Input rows ::
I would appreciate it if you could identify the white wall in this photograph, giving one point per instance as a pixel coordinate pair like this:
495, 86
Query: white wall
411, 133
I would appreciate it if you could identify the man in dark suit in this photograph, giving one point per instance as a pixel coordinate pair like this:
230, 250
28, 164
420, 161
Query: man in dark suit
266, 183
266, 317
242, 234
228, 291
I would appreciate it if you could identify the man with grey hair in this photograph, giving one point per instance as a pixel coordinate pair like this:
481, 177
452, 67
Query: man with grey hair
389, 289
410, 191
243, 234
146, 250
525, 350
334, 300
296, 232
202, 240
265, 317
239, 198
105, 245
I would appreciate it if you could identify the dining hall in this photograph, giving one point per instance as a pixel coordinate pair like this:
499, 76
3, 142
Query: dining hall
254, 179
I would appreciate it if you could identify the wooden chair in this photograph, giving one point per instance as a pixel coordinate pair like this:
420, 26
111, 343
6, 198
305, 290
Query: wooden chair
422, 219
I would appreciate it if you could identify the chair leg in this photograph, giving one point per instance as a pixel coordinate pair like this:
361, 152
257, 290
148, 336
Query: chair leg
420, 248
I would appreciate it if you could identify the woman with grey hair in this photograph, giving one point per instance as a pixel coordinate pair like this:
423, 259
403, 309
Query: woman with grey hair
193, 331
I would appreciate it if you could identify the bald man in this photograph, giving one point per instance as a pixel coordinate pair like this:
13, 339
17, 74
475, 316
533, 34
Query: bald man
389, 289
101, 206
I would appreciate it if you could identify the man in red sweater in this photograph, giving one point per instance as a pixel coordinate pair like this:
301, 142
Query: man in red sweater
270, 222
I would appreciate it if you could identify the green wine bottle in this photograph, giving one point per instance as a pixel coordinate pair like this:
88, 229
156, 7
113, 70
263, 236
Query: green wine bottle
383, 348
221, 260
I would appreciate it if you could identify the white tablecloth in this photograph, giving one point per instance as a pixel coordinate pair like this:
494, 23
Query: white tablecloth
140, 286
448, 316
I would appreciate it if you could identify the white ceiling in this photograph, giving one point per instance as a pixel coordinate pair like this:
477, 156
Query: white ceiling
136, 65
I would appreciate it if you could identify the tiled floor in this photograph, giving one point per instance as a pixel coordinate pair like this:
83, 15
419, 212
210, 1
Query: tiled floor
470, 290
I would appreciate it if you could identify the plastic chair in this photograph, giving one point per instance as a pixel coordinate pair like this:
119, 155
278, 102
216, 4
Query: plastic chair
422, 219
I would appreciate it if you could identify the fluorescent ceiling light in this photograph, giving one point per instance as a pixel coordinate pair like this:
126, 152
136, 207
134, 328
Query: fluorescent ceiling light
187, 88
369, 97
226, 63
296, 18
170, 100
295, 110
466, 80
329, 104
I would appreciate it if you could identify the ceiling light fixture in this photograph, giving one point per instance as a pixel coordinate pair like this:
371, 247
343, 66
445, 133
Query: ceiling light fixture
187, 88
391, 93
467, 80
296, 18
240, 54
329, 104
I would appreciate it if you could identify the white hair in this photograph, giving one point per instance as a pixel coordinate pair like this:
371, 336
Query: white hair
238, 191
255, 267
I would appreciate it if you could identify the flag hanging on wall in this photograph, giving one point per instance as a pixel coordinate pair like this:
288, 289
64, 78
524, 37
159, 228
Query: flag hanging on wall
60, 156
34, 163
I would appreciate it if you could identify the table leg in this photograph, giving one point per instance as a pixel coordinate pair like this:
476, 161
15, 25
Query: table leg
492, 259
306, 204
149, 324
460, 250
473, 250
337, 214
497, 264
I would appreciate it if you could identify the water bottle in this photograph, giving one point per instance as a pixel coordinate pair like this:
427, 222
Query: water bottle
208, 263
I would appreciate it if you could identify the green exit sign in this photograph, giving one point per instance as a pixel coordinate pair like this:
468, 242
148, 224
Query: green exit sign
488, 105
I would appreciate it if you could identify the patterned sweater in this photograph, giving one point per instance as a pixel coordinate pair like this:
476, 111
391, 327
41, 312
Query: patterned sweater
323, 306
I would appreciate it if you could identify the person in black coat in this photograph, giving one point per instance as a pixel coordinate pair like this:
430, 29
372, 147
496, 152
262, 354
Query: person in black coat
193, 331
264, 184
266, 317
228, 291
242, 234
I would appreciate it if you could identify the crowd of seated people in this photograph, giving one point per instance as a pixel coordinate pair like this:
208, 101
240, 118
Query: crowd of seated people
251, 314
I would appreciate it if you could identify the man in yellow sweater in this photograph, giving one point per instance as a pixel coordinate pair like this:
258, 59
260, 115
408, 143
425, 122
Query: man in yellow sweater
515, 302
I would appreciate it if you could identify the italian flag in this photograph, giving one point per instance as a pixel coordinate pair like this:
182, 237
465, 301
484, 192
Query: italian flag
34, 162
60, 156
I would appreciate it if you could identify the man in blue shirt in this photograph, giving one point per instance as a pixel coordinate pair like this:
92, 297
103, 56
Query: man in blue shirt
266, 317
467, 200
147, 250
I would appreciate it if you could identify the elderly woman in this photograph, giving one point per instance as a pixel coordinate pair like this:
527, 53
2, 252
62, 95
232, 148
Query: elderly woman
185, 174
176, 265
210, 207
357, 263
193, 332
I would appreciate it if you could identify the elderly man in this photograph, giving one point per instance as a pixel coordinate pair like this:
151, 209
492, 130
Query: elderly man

Exercise objective :: Reproduce the data above in full, substituting "image" for every occurrence of "photograph" and leaving all other text unchanged.

Answer for the task ::
I would appreciate it if you could identify the white wall in this image, giving one point per instance as a pixel coordinate pair like this:
495, 86
Query: white wall
411, 133
I would appreciate it if you could identify the man in dark suit in this image, giving one point per instance as a pixel coordinate pair like this:
230, 250
28, 164
420, 161
Query: man in dark suit
266, 183
266, 317
242, 234
228, 291
I would appreciate it if you could identify the man with grey hair in this image, giving one point per instance as a pixel coordinate pair like this:
481, 177
452, 67
Query: man with grey hair
389, 289
410, 191
243, 234
146, 250
525, 350
334, 300
296, 232
202, 240
265, 317
239, 198
105, 245
I would appreciate it if you could identify the dining hall in this image, giving one point per instance as a pixel coordinate pair like this:
499, 76
3, 142
Query: dining hall
254, 179
I would appreciate it if you could identify the wooden chair in this image, giving one point per instance as a pixel coordinate pair like this:
420, 26
111, 343
6, 198
305, 290
Query: wooden chair
422, 219
I would appreciate it if you could identify the chair leg in this image, giving one point per instance as a pixel coordinate pair like this:
361, 152
257, 290
148, 336
Query: chair leg
420, 248
I would appreciate it if you could identify the woman with grey hair in this image, giving one point per instance as a pixel coordinate pair like this:
423, 259
403, 309
Query: woman with grey hair
193, 331
I would appreciate it if you could identify the bald man in this image, giving one point per instance as a pixel coordinate pair like this:
13, 339
17, 74
475, 316
533, 34
Query: bald man
389, 289
101, 206
I would appreciate it if you could identify the man in red sweater in this image, giving one point per instance as a pixel coordinate pair like this:
301, 142
Query: man in red sweater
270, 222
I would appreciate it if you could identify the green wine bottle in this image, giving one point per instance as a pixel coordinate pair like this:
88, 229
156, 7
113, 70
263, 236
Query: green wine bottle
383, 348
221, 260
I would appreciate it if you could identify the white tablecloth in this image, giving one point per instance as a pixel coordinate pair like this:
494, 23
Query: white tablecloth
140, 286
448, 316
I would appreciate it if you could identify the white ceiling in this image, giving one point per instance as a pixel coordinate pair like this:
477, 156
Query: white ceiling
136, 65
I would appreciate it if you could identify the tiled floor in this image, giving one point per instance as a pixel coordinate pair like this:
83, 15
419, 212
210, 1
Query: tiled floor
470, 290
I would appreciate it if you could identify the plastic chair in this image, giving one point per instance as a pixel coordinate pair like this:
119, 155
278, 102
216, 4
Query: plastic chair
422, 219
I would appreciate it if you could identify the fluorescent ceiling light in this image, giving one point per instance as a pixel coordinate pair like this:
126, 152
136, 207
134, 328
Query: fluorescent ceiling light
187, 88
369, 97
226, 63
296, 18
170, 100
295, 110
466, 80
329, 104
I would appreciate it if you could identify the ceiling light fixture in this image, giving one point per instance as a pixel coordinate pair like this:
371, 247
343, 66
445, 133
Query: ceiling light fixture
187, 88
391, 93
467, 80
296, 18
240, 54
329, 104
I would appreciate it if you could identify the white hair in this image, giving one point per instance as a pixel coordinate pair like this:
371, 336
Query: white hair
238, 191
255, 267
I would appreciate it if you could identify the flag hanging on wall in this image, giving one point per instance as a pixel coordinate pair like this:
288, 289
64, 78
524, 37
159, 228
Query: flag hanging on wall
60, 156
34, 163
I would appreciate it if you could identify the table leg in this image, giving one point per instance as a pixel coordinate pair like this:
476, 161
15, 25
Query: table leg
492, 259
306, 204
149, 324
460, 250
473, 250
337, 214
497, 264
I would appreciate it if you could identify the water bottle in this image, giving one point per instance as a pixel coordinate pair like this:
427, 222
Query: water bottle
208, 263
I would appreciate it if you could identify the green exit sign in this image, giving one point per instance as a pixel coordinate pair like this:
468, 242
148, 224
Query: green exit sign
488, 105
I would appreciate it if you could identify the patterned sweater in this image, giving one point per instance as a pixel coordinate pair like this:
476, 111
391, 327
41, 312
Query: patterned sweater
323, 306
I would appreciate it if you could identify the person in black coat in this image, giving one point per instance as a pixel coordinate pair like this:
430, 29
372, 147
496, 152
262, 354
Query: person in black coat
193, 331
264, 184
266, 317
228, 291
242, 234
I would appreciate it if you could identify the crowd of seated people in this image, giving one point per instance as a pixel coordinate pair like this:
208, 101
240, 118
Query: crowd of seated people
251, 314
I would appreciate it if you could identify the man in yellow sweater in this image, giving one point per instance as a pixel coordinate pair like this:
258, 59
260, 115
408, 143
425, 122
Query: man in yellow sweater
515, 302
I would appreciate it if you could identify the italian flag in this image, giving one point per instance as a pixel coordinate pair like this:
182, 237
465, 301
484, 192
Query: italian flag
34, 162
60, 156
I would appreciate it if you could identify the man in blue shirt in this image, giving one point per instance as a pixel coordinate pair like this:
92, 297
103, 56
Query: man in blue shirt
266, 317
467, 200
147, 250
I would appreciate it if you could identify the elderly woman in this image, giving one point per instance as a pixel coordinate pair like this:
527, 53
2, 252
62, 95
232, 148
Query: elderly woman
185, 174
176, 265
210, 207
357, 263
193, 332
I would appreciate it if you could identify the elderly man in this image, giving one point per instance as a pixel coordinate pair like this:
151, 209
492, 130
Query: elderly man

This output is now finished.